====== The data

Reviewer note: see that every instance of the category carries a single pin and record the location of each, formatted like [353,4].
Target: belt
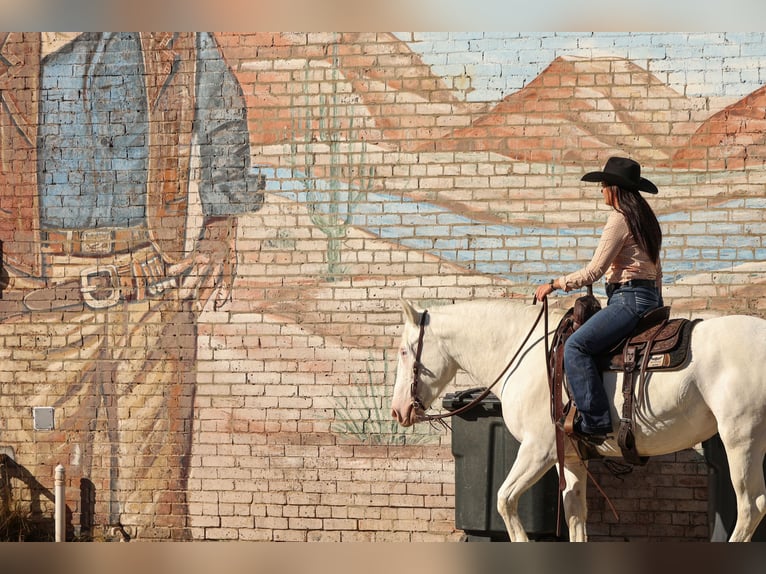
[103,286]
[612,287]
[633,283]
[97,242]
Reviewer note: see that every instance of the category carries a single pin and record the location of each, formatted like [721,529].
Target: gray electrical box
[43,418]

============

▶ Work instructions
Output an exact copy of the lines from the one holding "formatted like [721,529]." to the last line of the data, inclusive, and nothing beyond that range.

▶ Solution to the problem
Reviewer note: see that every instance of the category carries a single pin and record the location of each, formatted like [721,529].
Target: gray electrical box
[43,418]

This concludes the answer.